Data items
======

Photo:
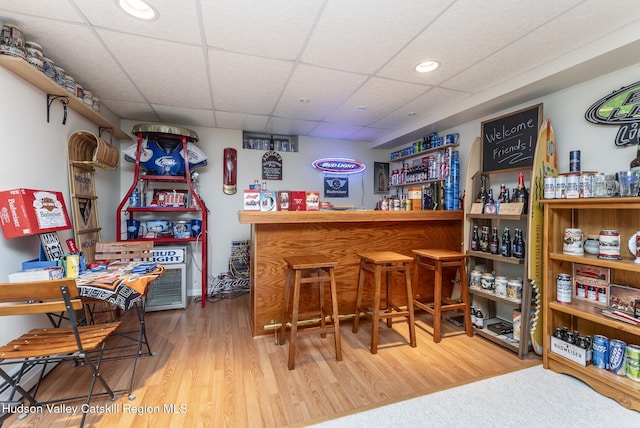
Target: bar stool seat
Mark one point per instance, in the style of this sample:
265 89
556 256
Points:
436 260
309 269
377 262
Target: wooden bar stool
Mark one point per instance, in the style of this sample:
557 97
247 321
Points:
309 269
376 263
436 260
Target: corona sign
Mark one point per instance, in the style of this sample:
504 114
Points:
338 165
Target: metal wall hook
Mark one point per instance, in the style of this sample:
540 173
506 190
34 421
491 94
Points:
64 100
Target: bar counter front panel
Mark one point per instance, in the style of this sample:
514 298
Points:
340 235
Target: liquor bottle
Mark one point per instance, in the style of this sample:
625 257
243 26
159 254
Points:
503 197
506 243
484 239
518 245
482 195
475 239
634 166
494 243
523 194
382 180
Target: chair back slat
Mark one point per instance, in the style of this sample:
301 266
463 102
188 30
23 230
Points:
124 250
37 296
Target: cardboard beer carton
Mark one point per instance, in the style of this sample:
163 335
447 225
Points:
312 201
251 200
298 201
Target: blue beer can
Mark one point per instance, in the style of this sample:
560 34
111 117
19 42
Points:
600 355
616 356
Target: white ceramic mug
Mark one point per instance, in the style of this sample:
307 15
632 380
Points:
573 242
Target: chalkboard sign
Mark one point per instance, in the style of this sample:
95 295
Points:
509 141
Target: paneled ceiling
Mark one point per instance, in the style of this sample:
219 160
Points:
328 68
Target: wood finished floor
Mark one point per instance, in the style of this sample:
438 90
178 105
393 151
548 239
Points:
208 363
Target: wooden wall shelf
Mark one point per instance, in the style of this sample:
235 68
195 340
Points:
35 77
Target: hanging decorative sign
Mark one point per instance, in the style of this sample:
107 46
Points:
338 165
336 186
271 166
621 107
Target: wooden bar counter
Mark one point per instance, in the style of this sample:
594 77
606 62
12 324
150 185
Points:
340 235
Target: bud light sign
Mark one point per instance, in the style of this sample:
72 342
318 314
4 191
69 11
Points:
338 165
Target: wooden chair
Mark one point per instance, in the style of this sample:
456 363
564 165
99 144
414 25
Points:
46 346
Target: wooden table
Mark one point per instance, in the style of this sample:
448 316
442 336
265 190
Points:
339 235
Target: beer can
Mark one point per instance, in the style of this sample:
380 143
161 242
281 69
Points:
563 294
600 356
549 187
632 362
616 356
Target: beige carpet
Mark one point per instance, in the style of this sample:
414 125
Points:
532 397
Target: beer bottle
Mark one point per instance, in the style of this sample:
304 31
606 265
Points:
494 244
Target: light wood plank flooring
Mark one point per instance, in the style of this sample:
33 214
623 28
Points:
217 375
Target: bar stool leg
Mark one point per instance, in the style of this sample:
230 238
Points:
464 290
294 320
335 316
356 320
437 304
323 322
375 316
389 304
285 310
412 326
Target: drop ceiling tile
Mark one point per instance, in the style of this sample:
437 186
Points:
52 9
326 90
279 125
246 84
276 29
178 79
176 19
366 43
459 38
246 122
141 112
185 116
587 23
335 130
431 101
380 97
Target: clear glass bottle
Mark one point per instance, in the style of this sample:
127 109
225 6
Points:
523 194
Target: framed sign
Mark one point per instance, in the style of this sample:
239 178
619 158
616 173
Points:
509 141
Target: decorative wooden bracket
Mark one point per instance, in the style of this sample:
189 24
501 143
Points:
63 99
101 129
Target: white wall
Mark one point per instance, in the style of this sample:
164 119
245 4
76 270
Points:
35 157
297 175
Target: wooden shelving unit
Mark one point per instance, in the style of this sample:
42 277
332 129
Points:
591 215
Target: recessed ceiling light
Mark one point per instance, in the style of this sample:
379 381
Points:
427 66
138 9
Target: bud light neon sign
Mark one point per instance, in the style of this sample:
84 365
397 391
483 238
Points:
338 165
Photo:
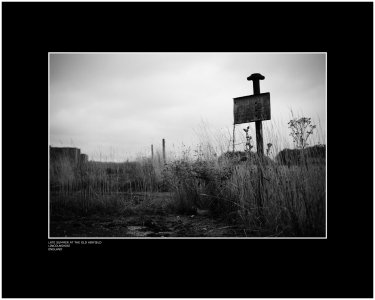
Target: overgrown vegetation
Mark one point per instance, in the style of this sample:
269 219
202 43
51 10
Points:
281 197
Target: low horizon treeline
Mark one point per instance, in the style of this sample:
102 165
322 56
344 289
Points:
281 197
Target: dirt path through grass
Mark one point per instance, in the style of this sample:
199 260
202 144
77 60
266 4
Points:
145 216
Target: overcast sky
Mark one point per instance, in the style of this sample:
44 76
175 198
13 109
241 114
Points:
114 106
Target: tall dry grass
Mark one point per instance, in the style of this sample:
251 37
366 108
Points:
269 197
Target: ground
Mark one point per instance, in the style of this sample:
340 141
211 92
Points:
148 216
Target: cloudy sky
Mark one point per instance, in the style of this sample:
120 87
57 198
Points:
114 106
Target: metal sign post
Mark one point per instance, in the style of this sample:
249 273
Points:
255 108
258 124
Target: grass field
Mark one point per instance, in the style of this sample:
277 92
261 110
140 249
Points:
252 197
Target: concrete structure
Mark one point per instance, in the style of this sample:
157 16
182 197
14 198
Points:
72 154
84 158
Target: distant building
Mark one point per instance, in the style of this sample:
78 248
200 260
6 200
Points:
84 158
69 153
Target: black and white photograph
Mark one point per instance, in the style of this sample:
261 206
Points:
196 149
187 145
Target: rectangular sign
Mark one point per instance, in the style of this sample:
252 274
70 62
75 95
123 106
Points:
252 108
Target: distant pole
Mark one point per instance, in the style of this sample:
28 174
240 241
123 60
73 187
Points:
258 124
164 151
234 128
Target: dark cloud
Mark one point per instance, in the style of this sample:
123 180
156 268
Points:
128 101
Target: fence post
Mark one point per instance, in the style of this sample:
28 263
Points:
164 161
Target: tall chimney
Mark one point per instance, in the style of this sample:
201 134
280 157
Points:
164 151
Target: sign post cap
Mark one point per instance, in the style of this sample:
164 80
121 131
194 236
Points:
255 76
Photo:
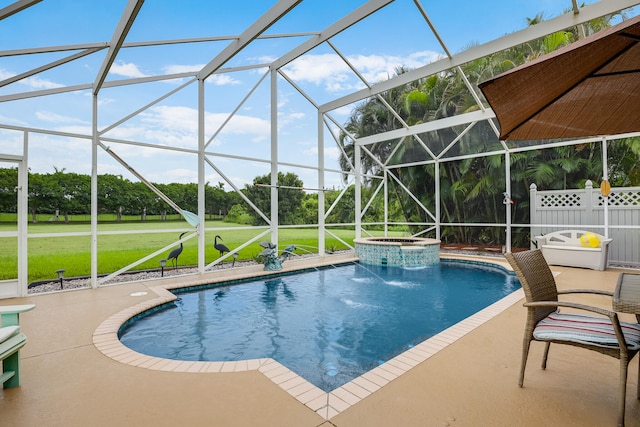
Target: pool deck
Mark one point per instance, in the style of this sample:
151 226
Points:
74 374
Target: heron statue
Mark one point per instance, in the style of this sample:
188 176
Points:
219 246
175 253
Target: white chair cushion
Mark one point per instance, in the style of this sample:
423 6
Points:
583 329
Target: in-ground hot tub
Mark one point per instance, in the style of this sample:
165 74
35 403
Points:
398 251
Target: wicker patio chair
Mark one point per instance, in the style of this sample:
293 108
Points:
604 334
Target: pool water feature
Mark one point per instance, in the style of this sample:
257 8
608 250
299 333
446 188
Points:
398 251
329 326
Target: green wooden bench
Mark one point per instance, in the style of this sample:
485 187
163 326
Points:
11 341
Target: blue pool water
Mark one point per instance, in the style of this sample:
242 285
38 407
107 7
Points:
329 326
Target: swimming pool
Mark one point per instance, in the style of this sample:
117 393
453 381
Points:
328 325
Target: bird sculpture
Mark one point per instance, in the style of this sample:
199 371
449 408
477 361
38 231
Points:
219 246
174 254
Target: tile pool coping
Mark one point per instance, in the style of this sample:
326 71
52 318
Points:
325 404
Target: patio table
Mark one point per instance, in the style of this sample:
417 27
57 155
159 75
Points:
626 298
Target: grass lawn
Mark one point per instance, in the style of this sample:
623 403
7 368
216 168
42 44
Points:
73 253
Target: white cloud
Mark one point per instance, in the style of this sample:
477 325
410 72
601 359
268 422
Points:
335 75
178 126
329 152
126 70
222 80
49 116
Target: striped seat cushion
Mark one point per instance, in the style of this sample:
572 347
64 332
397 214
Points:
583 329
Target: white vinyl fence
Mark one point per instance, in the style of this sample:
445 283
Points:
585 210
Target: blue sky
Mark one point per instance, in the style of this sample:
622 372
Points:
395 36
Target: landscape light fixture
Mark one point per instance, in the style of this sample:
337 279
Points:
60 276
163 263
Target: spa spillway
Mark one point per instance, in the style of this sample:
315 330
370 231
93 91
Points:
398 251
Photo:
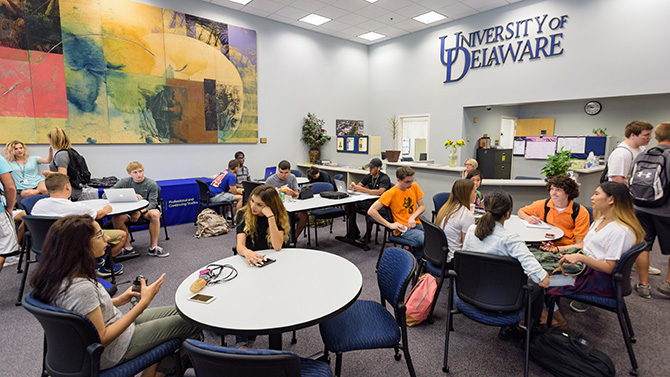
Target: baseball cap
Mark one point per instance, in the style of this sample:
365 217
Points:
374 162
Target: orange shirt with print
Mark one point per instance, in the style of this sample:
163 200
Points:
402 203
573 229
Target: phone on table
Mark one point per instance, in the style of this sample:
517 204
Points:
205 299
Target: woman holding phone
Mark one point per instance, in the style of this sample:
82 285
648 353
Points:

======

Take the records above from their first line through the line with "Target: bar counter front panel" and set those lines down word for word, minus the pictures.

Answer box ->
Photo:
Target: bar stool seat
Mark one point per instance, in the style of this sample:
265 89
556 256
Points:
436 260
309 269
377 262
Target: wooden bar stool
Mark one point per instance, in the style of this sample:
557 97
247 321
Points:
309 269
376 263
436 260
Target: corona sign
Mark one point per instance, in the style of this sample:
504 114
Points:
338 165
Target: metal wall hook
Mark one point per instance, in the style of this sample:
540 173
506 190
34 421
491 94
Points:
64 100
Target: bar counter front panel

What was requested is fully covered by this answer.